Up to and including the final line, please copy every line exactly, starting from the one that contains "Record the location of each instance of the yellow pole" in the material below.

================================

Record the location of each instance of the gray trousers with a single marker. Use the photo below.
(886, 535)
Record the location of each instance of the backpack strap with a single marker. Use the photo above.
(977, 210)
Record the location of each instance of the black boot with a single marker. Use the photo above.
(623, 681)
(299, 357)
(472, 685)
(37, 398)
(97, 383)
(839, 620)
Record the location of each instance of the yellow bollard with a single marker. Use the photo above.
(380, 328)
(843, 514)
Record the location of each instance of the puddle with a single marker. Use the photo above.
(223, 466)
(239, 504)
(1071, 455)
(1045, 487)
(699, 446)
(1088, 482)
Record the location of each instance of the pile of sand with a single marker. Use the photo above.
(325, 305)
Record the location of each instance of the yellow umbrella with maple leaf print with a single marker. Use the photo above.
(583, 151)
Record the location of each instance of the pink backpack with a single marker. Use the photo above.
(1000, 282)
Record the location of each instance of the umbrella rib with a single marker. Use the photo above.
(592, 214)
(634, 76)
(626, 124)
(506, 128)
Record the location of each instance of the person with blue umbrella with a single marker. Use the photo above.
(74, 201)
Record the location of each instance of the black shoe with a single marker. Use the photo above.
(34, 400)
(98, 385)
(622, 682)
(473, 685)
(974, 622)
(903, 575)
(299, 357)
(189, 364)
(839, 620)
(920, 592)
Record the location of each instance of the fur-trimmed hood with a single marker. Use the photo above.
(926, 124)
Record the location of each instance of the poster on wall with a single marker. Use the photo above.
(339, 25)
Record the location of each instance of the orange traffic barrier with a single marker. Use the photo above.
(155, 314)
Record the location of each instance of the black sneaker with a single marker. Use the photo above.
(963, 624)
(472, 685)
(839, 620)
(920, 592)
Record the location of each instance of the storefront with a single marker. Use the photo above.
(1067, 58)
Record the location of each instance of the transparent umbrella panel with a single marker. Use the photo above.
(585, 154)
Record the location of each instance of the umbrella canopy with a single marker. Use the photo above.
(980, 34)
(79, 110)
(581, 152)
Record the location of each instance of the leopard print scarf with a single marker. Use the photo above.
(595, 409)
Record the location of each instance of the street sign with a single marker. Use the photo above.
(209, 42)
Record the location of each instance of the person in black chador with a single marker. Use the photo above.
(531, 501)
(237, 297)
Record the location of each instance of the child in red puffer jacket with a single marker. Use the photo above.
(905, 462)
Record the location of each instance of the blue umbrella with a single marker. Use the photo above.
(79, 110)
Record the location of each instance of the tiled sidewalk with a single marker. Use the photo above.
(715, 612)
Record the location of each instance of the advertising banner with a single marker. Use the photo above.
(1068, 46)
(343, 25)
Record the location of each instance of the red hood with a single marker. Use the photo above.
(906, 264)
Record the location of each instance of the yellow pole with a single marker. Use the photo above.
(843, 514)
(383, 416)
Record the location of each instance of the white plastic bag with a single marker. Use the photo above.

================================

**Answer to this exercise**.
Record the location of each instance of the yellow pole with a single marker. Use the photo above.
(843, 514)
(383, 416)
Record the location of each instance of the white plastic bag with a single marker. Use the photo above.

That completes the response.